**What the task requires**
Update the material from its beginning down through the line containing "column 100, row 126" by replacing "thickest" with "widest" and leaving everything else unchanged. Give back only that stretch.

________________________________________

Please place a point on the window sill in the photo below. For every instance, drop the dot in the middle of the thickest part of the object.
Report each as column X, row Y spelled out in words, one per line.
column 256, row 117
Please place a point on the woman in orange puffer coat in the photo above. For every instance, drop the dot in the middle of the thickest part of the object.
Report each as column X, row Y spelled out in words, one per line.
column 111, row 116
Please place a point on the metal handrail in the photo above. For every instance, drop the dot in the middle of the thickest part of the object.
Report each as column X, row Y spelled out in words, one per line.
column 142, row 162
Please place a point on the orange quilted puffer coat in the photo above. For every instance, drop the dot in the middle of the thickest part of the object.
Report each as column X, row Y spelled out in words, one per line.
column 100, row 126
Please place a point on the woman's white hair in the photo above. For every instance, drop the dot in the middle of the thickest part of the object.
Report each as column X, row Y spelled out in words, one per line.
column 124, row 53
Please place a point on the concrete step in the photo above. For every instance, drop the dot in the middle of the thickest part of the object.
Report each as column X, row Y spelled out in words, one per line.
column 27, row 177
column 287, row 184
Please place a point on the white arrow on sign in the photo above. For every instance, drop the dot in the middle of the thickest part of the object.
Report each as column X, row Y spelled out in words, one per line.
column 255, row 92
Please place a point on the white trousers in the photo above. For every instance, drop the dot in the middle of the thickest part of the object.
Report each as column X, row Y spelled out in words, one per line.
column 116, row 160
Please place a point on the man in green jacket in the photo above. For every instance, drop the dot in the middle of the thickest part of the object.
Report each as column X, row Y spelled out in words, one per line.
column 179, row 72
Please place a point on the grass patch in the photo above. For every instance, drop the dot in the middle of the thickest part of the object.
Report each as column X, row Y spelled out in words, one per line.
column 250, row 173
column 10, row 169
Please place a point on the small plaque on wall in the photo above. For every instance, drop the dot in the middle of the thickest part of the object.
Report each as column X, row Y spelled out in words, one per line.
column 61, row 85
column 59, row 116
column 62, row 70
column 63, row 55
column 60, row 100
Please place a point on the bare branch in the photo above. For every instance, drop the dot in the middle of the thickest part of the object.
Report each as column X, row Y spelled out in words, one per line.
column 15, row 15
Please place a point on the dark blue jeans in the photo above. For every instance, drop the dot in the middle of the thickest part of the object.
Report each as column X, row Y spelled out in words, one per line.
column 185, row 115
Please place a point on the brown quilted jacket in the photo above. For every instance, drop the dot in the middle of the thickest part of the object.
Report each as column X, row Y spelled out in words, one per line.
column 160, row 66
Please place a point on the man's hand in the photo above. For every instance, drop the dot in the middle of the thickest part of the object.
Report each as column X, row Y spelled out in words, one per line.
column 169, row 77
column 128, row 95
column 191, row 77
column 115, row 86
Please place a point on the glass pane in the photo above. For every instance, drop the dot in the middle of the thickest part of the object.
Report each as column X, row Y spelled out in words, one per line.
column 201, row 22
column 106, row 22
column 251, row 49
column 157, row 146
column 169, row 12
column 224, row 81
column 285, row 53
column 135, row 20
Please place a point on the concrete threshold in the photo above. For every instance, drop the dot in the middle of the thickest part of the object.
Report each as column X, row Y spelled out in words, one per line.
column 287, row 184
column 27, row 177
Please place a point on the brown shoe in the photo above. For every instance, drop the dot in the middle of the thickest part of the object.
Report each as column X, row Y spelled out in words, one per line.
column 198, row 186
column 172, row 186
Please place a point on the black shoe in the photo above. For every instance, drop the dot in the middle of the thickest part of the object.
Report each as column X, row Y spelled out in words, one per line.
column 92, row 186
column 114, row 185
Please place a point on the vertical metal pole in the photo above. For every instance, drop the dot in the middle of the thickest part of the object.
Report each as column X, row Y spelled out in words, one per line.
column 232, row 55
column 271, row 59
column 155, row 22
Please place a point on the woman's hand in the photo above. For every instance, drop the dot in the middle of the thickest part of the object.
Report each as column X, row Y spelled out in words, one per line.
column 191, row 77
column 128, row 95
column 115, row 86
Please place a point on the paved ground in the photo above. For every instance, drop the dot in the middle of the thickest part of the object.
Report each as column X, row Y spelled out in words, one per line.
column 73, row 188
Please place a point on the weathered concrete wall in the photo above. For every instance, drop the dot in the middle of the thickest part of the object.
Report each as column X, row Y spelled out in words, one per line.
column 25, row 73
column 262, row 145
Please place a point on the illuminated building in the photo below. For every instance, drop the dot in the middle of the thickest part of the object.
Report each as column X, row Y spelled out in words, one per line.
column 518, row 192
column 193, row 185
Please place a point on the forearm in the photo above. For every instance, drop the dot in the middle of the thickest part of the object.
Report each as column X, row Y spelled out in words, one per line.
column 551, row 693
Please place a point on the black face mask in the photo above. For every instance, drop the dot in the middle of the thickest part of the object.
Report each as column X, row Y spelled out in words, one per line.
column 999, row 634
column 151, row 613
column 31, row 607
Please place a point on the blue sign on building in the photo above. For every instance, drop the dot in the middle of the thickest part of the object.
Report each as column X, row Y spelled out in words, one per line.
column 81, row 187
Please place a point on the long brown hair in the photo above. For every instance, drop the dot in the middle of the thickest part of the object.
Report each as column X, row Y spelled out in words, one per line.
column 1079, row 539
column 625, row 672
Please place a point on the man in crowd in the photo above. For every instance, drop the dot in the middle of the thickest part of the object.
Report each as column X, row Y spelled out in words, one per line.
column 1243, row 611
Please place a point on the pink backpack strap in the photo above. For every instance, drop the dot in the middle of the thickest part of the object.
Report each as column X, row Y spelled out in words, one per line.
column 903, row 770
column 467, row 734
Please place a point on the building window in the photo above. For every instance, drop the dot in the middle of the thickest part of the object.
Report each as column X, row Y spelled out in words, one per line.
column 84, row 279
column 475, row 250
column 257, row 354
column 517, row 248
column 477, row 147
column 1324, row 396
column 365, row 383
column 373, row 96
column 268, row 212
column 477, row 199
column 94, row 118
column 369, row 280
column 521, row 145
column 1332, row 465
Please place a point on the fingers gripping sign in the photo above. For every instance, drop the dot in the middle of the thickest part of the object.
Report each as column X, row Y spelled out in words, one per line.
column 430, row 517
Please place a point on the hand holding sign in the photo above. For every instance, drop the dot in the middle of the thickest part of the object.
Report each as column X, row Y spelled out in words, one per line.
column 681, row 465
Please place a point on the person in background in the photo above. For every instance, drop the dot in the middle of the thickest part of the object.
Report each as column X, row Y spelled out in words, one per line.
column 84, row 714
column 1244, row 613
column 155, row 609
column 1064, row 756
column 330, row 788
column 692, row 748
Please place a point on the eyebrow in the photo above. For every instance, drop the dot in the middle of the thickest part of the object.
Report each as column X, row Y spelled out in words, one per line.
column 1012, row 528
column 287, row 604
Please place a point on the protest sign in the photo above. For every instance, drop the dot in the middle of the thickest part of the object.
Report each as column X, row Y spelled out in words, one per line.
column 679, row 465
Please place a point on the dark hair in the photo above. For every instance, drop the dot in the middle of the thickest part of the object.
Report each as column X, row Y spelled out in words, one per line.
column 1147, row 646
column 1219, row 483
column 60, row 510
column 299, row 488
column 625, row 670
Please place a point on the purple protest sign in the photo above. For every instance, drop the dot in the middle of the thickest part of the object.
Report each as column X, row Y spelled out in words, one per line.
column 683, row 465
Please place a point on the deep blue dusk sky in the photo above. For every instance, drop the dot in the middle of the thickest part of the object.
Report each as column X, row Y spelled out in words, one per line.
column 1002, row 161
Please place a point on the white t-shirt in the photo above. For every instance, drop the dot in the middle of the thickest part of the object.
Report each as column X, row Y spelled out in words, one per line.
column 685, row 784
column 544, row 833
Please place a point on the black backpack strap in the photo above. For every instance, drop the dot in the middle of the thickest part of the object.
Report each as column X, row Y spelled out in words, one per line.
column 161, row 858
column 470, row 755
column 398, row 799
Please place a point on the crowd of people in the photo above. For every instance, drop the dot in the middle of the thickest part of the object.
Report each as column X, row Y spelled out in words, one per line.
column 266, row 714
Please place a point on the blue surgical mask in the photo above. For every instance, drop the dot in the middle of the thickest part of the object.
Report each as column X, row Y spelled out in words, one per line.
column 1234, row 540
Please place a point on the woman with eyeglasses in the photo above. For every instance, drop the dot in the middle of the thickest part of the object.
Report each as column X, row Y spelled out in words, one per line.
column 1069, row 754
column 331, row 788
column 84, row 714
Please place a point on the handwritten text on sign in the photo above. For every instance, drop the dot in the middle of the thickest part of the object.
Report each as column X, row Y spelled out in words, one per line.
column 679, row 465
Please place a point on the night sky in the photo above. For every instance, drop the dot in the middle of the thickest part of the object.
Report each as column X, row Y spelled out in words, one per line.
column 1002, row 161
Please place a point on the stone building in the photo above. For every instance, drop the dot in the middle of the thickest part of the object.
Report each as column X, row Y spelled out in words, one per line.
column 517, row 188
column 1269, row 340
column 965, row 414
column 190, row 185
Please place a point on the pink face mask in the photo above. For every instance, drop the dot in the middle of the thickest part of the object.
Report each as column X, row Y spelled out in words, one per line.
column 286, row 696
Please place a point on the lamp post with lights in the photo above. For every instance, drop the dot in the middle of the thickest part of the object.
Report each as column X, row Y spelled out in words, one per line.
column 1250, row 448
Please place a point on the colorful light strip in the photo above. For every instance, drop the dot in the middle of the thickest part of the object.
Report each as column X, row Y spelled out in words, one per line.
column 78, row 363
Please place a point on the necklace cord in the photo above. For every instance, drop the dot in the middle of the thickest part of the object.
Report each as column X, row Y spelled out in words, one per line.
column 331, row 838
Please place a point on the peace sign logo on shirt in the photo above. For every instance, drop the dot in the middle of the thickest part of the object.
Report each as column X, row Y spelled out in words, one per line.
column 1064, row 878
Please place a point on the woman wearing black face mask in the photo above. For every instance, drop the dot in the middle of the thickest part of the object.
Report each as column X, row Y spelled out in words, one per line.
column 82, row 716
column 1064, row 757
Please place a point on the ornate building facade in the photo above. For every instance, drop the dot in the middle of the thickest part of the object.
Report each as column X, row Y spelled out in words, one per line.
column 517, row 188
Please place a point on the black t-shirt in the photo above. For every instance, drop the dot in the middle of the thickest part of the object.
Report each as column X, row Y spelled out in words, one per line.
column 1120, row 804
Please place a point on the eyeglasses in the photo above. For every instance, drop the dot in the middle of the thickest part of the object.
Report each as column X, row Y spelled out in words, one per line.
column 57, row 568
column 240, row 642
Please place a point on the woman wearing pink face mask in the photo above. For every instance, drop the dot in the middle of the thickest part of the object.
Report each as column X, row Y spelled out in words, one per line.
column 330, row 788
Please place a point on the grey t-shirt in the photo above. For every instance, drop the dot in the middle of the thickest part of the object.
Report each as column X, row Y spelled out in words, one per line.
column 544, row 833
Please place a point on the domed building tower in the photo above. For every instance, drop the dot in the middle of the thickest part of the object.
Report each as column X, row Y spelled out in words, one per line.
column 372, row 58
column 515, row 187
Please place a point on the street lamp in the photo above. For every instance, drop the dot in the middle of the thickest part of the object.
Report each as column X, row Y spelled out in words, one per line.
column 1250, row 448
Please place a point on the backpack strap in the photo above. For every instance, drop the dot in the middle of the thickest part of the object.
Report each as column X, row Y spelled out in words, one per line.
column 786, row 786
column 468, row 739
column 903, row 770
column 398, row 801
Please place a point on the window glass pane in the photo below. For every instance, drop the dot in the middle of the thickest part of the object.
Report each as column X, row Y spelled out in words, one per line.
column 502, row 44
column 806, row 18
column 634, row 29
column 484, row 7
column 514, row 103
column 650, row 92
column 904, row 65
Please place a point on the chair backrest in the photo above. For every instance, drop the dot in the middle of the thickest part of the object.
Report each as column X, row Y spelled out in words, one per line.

________________________________________

**The output**
Please place a point on the window sill in the photo below. For every instance, drop the dot in the middle of the widest part of the object.
Report each as column X, row Y spelled out in words, one per line.
column 256, row 117
Please place a point on the woman in orange puffer coat in the photo above. For every instance, drop the dot in the middle of the widest part of the object.
Report each as column X, row Y spelled out in words, one per line.
column 111, row 116
Please place a point on the metal handrail in the photo above. For every instance, drop the dot in the middle of the widest part of the object.
Report each as column X, row Y spelled out in words, one per line.
column 142, row 162
Please place a point on the orange quilted puffer coat in the photo above. For every instance, drop the dot in the middle of the widest part of the object.
Report each as column X, row Y spelled out in words, one per line.
column 100, row 126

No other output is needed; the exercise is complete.